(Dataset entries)
+ + + + +
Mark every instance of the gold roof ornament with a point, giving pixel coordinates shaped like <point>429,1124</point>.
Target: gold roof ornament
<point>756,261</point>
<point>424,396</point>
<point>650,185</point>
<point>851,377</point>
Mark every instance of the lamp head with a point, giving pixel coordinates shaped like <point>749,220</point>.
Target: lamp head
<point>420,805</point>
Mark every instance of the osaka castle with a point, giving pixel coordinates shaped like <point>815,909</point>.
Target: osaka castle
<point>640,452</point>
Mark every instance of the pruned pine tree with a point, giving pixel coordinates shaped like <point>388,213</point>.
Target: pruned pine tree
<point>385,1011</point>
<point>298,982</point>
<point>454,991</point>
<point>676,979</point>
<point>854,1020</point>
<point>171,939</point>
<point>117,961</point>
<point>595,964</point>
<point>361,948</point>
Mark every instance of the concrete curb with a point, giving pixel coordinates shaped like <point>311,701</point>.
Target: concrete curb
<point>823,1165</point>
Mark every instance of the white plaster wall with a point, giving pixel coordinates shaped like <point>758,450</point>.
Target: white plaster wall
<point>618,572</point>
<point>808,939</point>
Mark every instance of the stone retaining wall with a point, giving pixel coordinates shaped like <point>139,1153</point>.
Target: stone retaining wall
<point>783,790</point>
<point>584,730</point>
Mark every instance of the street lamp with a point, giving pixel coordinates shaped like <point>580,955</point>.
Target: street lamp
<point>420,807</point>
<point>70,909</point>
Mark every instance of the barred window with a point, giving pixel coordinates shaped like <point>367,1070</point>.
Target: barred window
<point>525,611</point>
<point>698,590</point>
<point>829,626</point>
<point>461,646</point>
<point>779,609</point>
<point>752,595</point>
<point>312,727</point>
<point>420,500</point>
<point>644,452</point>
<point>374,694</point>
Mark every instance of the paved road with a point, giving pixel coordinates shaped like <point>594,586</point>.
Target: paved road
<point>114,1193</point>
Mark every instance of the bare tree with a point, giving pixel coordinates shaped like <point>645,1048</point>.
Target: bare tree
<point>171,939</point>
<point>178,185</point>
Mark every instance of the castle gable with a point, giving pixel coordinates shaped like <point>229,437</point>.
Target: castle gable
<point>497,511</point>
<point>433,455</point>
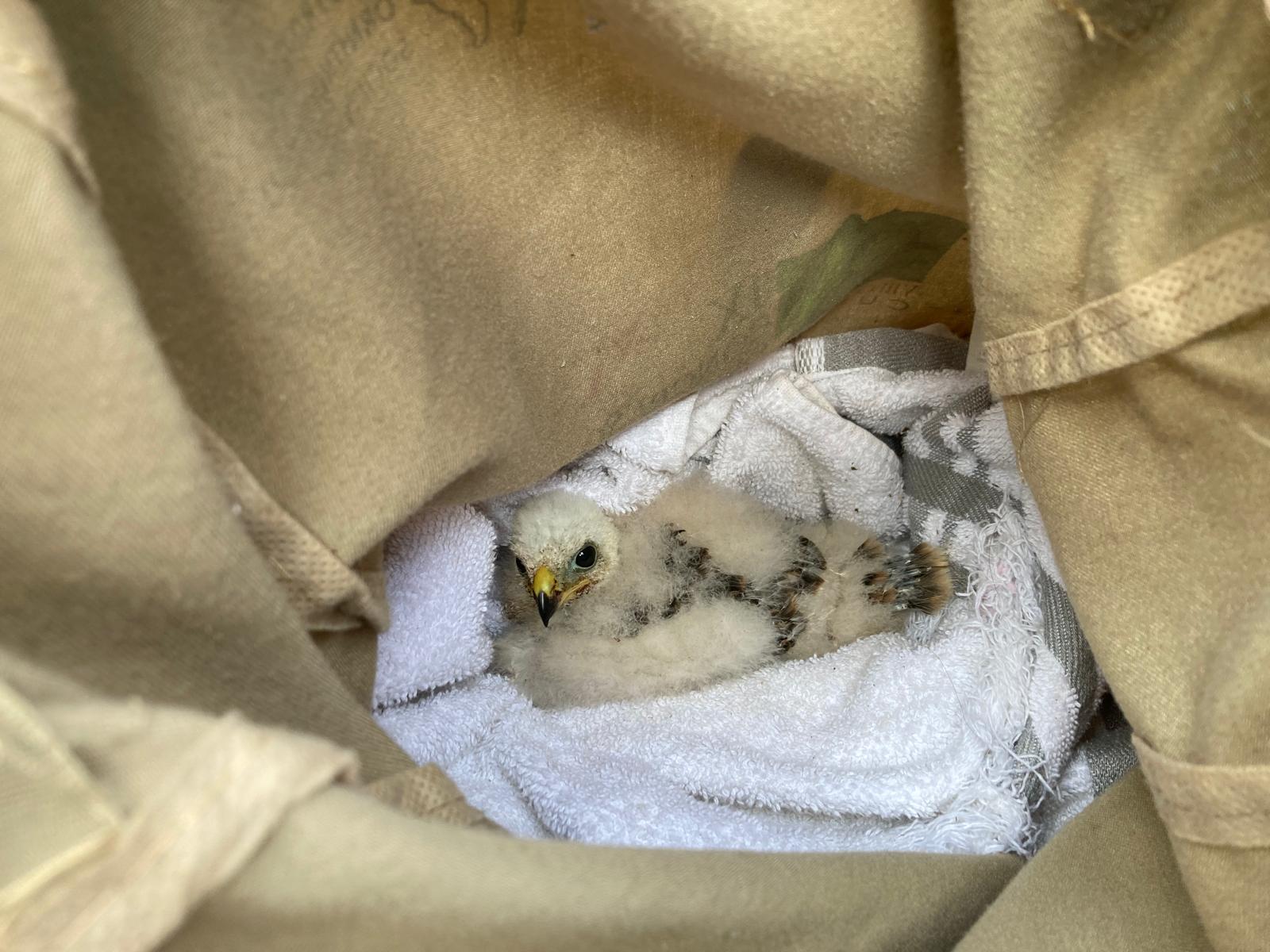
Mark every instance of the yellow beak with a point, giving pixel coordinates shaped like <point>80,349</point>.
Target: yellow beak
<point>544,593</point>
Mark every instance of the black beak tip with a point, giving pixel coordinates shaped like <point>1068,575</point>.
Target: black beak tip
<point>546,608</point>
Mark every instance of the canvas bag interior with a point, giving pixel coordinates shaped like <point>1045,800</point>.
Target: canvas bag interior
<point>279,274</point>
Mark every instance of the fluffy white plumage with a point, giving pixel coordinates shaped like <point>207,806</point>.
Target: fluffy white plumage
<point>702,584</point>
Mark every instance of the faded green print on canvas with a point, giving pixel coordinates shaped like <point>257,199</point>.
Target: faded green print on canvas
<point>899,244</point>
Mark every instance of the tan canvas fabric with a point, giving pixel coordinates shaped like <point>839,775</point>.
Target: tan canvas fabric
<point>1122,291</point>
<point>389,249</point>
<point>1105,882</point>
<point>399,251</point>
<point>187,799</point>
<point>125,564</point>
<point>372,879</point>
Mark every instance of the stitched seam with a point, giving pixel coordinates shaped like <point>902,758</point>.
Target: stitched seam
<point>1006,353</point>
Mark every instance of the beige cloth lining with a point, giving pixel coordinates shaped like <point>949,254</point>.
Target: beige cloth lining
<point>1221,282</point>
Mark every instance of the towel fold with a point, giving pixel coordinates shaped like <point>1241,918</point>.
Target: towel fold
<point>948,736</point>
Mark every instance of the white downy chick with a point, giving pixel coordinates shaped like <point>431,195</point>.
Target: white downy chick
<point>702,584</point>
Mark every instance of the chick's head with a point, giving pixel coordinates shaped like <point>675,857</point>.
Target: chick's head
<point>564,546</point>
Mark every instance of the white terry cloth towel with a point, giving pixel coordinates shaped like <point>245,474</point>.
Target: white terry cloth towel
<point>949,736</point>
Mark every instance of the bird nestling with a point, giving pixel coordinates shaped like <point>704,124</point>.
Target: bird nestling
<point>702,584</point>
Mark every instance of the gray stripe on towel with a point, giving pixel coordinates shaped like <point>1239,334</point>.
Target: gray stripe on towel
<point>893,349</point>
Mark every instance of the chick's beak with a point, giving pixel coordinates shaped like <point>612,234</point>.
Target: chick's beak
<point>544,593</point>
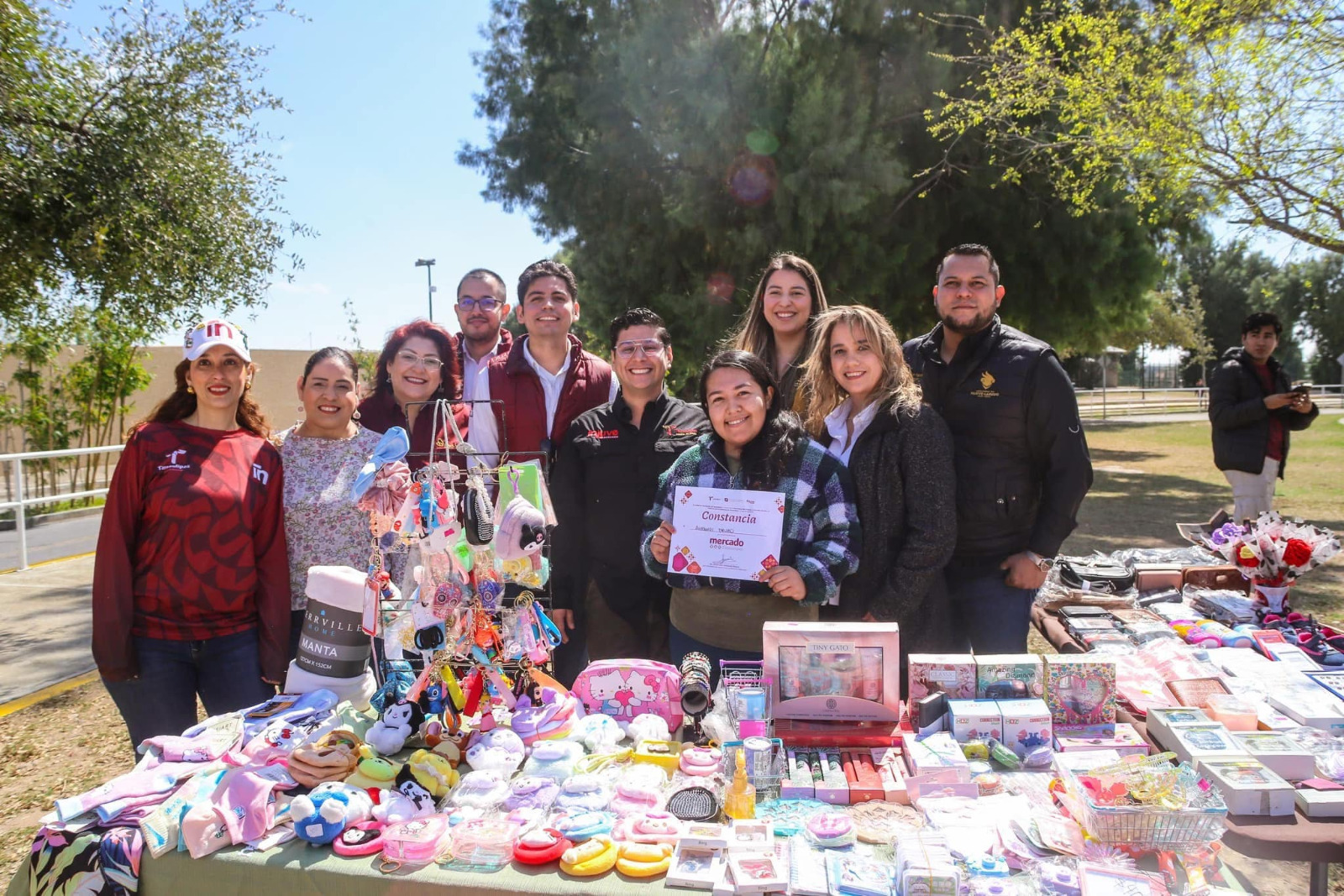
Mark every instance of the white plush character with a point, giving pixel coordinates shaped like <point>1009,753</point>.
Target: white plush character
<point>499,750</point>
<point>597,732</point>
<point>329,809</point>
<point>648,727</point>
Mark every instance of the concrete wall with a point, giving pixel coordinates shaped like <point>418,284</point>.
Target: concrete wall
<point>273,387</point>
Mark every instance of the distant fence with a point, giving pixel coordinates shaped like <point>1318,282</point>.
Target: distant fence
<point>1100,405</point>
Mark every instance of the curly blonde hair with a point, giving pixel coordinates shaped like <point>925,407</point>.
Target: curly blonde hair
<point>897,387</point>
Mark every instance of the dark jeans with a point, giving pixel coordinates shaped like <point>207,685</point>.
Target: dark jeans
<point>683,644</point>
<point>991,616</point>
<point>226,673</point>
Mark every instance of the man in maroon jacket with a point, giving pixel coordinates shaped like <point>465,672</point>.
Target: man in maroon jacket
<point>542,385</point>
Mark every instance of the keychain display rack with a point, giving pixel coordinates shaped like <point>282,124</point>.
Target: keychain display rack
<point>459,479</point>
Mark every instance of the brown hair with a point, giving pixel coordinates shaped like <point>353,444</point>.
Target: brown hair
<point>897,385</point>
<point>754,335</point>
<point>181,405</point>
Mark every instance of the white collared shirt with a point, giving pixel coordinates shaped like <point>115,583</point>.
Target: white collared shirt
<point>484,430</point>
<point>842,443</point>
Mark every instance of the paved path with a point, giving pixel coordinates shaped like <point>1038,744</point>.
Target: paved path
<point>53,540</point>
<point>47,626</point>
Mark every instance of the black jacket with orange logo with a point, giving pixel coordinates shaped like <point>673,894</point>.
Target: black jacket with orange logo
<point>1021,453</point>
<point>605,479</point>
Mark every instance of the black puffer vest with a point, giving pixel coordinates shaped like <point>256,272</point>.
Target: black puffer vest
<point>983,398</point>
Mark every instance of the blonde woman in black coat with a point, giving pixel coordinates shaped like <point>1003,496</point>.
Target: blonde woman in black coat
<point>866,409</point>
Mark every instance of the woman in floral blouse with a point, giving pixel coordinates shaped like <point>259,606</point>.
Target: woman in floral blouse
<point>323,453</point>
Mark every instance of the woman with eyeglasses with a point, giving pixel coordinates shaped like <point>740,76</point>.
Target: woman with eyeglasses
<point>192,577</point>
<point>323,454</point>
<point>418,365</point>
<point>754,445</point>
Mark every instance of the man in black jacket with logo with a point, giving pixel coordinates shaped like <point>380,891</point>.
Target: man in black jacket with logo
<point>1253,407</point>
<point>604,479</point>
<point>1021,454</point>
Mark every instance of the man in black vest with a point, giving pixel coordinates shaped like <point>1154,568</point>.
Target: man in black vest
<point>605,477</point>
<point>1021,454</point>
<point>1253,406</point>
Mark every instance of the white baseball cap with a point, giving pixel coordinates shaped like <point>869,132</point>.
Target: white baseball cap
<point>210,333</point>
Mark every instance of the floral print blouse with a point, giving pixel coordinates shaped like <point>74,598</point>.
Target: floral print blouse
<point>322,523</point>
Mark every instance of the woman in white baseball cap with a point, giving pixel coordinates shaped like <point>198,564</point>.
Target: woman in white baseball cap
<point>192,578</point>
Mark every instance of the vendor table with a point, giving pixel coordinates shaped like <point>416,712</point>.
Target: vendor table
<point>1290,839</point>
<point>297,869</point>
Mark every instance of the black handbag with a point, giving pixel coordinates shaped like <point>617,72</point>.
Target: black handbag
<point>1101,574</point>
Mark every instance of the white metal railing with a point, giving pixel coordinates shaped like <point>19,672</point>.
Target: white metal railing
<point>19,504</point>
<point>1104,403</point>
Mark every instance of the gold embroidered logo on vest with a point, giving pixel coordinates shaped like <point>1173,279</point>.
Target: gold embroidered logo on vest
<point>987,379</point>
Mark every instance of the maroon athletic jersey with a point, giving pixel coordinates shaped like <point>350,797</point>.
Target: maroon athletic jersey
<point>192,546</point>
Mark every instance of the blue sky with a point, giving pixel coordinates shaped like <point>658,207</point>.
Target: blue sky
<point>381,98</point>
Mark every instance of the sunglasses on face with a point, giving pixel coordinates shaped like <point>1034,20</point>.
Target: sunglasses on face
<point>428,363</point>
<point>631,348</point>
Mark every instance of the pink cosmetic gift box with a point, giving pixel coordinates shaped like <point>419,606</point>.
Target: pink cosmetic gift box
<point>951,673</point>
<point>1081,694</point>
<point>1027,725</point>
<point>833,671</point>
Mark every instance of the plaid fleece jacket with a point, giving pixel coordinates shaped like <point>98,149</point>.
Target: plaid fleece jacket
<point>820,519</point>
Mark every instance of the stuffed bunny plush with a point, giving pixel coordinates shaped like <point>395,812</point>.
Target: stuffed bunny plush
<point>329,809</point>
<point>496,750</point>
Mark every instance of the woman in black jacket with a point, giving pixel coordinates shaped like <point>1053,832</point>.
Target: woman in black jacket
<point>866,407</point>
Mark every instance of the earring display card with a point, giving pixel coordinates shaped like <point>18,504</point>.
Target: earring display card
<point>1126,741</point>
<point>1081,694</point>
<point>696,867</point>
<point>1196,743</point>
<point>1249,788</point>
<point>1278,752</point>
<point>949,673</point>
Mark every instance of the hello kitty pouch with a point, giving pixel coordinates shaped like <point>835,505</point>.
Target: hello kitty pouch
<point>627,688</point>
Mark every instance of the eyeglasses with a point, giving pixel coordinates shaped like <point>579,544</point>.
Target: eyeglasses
+ + + + +
WHAT IS NEEDED:
Edit the lines starting at the one that contains "Mark every instance of the pink" and ending at the one that contains "<point>820,519</point>", changing "fleece" to "wool" and keeping everything else the same.

RESULT:
Mark every instance of the pink cosmetic gift box with a point, giving pixel coordinates shaped like <point>419,606</point>.
Target: pink cosmetic gift box
<point>951,673</point>
<point>1081,694</point>
<point>1027,725</point>
<point>833,671</point>
Mark every instance of the plaid wool jacket with a point, giving pixel coordinates shaped like <point>98,149</point>.
Target: plaid wool jacket
<point>820,519</point>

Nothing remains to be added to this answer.